■ **What is asked**
#1 Using the LA Metro scrapers documentation, answer these questions:
(a) What runs the scrapers?
(b) How many hours are subtracted from the UTC schedule to get Los Angeles time?
(c) What window does fast_windowed_bill_scrape use?
#2 Continue the LA Metro scrapers documentation from the point where it stops.

■ **Passage**
§

LA Metro Scrapers Documentation
Welcome to the documentation for the LA Metro Scrapers! Here, you’ll find information about local development, deployment, and an overview of each scraper (and decisions that we’ve made about them).
How do they work?
At a high level, the scrapers retrieve information from Metro instances of the Legistar interface, also known as InSite, and the Legistar API (endpoints at https://webapi.legistar.com/metro/*
).
See the relevant scraper documentation for more information about where information comes from, and how it is parsed.
How are they run?
The scrapers are run by Airflow and populate LA Metro Councilmatic instances, outlined below.
Scraper image tag | Airflow instance | Metro instance |
---|---|---|
main |
https://la-metro-dashboard-heroku.datamade.us/home | https://la-metro-councilmatic-staging.herokuapp.com/ |
deploy |
https://la-metro-dashboard-heroku-prod.datamade.us/home | https://boardagendas.metro.net |
See Deployment for more on how scraper image tags are built.
When do they run?
See the Airflow dashboard for information about the latest and next scraper runs.
Scrape schedules are written in UTC!
- Subtract 7 hours to convert to Los Angeles time.
- Subtract 5 hours to convert to Chicago time.
Mental math getting you down? Try World Time Buddy!
windowed_bill_scrape
Scrape bills with a window of 0.05 at 5, 20, 35, and 50 minutes past the hour. This generally takes somewhere between a few seconds and a few minutes, depending on the volume of updates.
At 5, 20, 35, and 50 minutes past the hour, Sunday through Thursday
At 5, 20, 35, and 50 minutes past the hour, between 12:00 AM and 08:59 PM, only on Friday
At 5, 20, 35, and 50 minutes past the hour, between 06:00 AM and 11:59 PM, only on Saturday
fast_windowed_bill_scrape
Scrape bills with a window of 1 at 35 and 50 minutes past the hour. This generally takes somewhere between a few seconds and a few minutes, depending on the volume of updates.

§

■ **Excerpted data**
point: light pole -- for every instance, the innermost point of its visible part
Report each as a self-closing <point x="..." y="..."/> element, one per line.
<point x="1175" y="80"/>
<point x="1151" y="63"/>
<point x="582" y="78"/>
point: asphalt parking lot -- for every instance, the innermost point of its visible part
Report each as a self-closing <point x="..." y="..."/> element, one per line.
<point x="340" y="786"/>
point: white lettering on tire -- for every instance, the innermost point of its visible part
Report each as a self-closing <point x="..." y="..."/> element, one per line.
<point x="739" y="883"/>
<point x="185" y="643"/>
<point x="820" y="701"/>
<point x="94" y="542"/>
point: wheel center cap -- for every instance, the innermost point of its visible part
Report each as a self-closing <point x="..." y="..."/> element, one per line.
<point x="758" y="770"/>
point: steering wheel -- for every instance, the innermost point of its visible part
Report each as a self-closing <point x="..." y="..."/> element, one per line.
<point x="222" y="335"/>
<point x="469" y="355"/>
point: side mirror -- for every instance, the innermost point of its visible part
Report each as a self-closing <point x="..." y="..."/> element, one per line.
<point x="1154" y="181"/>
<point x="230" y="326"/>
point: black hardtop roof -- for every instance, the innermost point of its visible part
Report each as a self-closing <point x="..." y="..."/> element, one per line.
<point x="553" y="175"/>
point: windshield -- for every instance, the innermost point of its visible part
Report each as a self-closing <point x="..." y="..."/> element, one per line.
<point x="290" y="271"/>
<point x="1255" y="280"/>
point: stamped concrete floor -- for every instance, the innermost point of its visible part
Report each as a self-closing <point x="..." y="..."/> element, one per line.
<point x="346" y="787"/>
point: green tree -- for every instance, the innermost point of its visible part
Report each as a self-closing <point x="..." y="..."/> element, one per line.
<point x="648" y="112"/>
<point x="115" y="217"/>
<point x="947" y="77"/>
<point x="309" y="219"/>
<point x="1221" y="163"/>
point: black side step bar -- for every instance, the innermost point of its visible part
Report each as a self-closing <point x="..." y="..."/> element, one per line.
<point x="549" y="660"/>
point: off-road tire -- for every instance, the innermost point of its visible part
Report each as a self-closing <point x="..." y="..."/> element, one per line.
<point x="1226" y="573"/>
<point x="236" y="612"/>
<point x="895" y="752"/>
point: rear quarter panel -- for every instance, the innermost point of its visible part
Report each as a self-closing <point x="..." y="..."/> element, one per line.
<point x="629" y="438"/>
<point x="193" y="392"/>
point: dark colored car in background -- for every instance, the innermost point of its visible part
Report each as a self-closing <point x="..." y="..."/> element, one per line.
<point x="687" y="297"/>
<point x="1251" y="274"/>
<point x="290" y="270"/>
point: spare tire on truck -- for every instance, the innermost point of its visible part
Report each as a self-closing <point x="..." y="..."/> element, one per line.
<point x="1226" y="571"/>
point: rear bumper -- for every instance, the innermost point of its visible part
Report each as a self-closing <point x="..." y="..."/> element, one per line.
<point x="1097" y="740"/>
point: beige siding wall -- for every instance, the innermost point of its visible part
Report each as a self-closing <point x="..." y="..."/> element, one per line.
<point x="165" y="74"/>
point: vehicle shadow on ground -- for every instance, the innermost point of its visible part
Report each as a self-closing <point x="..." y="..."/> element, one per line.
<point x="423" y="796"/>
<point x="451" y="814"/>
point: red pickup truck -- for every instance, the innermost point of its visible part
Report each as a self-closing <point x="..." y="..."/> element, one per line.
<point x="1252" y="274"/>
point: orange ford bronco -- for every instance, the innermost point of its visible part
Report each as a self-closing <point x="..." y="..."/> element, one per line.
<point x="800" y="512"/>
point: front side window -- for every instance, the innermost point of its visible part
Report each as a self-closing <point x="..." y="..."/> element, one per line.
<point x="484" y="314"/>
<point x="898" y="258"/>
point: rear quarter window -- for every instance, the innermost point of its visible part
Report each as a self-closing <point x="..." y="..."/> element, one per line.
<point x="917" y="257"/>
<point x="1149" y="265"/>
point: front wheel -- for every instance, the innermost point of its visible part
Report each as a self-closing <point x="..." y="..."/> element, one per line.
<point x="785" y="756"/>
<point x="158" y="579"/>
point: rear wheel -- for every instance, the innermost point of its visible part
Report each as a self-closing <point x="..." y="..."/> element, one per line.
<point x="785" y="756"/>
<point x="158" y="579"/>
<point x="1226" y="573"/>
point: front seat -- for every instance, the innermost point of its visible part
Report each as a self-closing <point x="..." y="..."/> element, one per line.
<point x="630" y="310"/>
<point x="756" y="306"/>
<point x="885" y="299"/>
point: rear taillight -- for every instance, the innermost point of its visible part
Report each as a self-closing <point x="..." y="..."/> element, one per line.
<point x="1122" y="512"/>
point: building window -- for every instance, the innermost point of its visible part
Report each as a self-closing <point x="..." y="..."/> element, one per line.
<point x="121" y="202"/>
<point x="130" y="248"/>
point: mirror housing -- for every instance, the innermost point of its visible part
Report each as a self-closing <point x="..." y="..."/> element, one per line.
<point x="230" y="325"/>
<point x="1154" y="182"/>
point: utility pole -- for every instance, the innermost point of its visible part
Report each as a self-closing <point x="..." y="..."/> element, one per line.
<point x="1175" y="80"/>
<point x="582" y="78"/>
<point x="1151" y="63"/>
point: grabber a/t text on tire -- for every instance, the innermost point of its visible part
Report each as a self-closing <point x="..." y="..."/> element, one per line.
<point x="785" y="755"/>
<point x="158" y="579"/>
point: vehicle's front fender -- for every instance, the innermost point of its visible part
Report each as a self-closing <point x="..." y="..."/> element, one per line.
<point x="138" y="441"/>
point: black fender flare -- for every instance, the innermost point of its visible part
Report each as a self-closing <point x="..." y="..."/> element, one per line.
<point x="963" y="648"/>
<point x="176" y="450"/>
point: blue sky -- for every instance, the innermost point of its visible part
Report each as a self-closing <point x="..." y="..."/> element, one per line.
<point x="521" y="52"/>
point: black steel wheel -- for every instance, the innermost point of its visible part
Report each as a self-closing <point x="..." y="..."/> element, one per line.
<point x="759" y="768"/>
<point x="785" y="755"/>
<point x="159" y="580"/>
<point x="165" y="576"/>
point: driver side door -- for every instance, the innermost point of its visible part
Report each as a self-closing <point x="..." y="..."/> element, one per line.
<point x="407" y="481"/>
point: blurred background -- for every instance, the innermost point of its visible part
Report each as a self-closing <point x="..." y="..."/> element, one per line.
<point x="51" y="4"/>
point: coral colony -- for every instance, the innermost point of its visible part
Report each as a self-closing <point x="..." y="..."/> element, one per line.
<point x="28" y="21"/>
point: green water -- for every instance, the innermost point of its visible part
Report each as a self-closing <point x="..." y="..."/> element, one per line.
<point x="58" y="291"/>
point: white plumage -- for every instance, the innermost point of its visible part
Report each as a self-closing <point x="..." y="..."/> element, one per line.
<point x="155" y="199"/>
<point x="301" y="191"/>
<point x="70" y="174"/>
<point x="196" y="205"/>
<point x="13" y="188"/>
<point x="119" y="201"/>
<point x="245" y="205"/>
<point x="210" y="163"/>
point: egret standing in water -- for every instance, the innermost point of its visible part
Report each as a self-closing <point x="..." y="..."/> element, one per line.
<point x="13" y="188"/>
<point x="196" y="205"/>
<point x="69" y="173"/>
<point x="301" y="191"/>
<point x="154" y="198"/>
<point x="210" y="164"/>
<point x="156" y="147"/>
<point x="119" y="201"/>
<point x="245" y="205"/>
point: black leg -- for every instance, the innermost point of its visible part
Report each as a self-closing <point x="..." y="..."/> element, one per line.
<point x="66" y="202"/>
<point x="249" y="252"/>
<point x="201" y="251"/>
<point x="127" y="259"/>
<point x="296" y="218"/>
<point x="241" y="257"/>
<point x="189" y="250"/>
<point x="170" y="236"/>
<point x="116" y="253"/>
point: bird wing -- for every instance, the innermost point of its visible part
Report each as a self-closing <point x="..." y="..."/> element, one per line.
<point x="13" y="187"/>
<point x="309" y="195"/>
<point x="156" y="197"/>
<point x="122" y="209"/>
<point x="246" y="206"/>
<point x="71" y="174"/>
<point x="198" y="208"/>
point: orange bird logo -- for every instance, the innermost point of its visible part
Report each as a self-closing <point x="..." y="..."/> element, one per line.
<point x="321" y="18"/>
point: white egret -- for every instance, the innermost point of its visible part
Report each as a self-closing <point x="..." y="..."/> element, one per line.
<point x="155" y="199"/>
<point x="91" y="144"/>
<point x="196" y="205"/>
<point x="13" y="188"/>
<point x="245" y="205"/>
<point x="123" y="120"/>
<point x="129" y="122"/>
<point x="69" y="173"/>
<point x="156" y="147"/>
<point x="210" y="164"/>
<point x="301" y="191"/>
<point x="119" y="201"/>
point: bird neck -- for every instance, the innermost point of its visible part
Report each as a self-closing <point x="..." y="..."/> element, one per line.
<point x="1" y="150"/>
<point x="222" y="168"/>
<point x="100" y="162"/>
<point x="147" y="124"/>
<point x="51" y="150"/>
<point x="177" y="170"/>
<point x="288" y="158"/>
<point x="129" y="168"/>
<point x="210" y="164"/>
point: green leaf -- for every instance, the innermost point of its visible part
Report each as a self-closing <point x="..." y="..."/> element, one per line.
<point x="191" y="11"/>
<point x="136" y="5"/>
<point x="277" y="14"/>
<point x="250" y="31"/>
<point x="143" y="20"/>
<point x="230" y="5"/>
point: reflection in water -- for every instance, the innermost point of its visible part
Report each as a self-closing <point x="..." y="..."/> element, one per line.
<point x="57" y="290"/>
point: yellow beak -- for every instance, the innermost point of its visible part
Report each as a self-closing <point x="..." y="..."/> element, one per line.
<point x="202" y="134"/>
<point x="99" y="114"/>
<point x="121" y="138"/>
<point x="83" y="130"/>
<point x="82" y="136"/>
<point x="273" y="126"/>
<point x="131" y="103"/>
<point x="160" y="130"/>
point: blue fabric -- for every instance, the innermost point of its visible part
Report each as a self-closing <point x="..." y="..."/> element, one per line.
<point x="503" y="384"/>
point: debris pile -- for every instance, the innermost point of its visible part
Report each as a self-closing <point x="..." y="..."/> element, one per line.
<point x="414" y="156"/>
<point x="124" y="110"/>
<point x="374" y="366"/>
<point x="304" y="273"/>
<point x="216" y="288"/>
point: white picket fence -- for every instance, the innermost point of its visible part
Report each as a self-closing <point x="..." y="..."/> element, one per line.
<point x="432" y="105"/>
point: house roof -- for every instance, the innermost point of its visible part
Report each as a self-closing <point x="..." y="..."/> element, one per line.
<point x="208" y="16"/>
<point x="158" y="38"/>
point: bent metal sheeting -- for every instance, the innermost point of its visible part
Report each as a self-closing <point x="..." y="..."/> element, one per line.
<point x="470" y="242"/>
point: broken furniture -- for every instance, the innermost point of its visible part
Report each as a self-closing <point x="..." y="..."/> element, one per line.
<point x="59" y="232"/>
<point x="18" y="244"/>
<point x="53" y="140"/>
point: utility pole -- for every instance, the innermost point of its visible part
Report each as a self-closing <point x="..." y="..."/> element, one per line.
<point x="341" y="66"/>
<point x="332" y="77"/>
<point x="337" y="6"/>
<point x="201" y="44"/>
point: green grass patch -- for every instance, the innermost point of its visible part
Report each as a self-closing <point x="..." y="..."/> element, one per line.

§

■ **Answers provided**
#1
(a) Airflow
(b) 7 hours
(c) 1

#2
At 35 and 50 minutes past the hour, between 09:00 PM and 11:59 PM, only on Friday
At 35 and 50 minutes past the hour, between 12:00 AM and 05:59 AM, only on Saturday
fast_full_bill_scrape
Scrape all bills quickly at 5 past the hour. This generally takes less than 30 minutes.
At 5 minutes past the hour, between 09:00 PM and 11:59 PM, only on Friday
At 5 minutes past the hour, between 12:00 AM and 05:59 AM, only on Saturday
windowed_event_scrape
Scrape events with a window of 0.05 at 0, 15, 30, and 45 minutes past the hour. This generally takes somewhere between a few seconds and a few minutes, depending on the volume of updates.
At 0, 15, 30, and 45 minutes past the hour, Sunday through Thursday
At 0, 15, 30, and 45 minutes past the hour, between 12:00 AM and 08:59 PM, only on Friday
At 0, 15, 30, and 45 minutes past the hour, between 06:00 AM and 11:59 PM, only on Saturday
fast_windowed_event_scrape
Scrape events with a window of 1 at 35 and 50 minutes past the hour. This generally takes somewhere between a few seconds and a few minutes, depending on the volume of updates.
At 30 and 45 minutes past the hour, between 09:00 PM and 11:59 PM, only on Friday
At 30 and 45 minutes past the hour, between 12:00 AM and 05:59 AM, only on Saturday
fast_full_event_scrape
Scrape all events quickly on the hour. This generally takes less than 30 minutes.
Between 09:00 PM and 11:59 PM, only on Friday
Between 12:00 AM and 05:59 AM, only on Saturday
person_scrape
Scrape all people and committees. Run in lieu of full scrape on Fridays, when all bills and events are scraped once an hour.
- At 03:05 AM, only on Saturday
What do they depend on?
The scrapers have a couple of key dependencies.
pupa
is the framework for scraping and organizing data according to the Open Civic Data standard. Our scrapers are subclasses ofpupa.Scraper
, and we use thepupa
CLI to run scrapes.- See Useful pupa commands for more on the CLI.
python-legistar-scraper
is a Python wrapper for InSite and the Legistar API that we use to retrieve data. Our scrapers are also subclasses of the relevantLegistarScraper
subclasses from this library.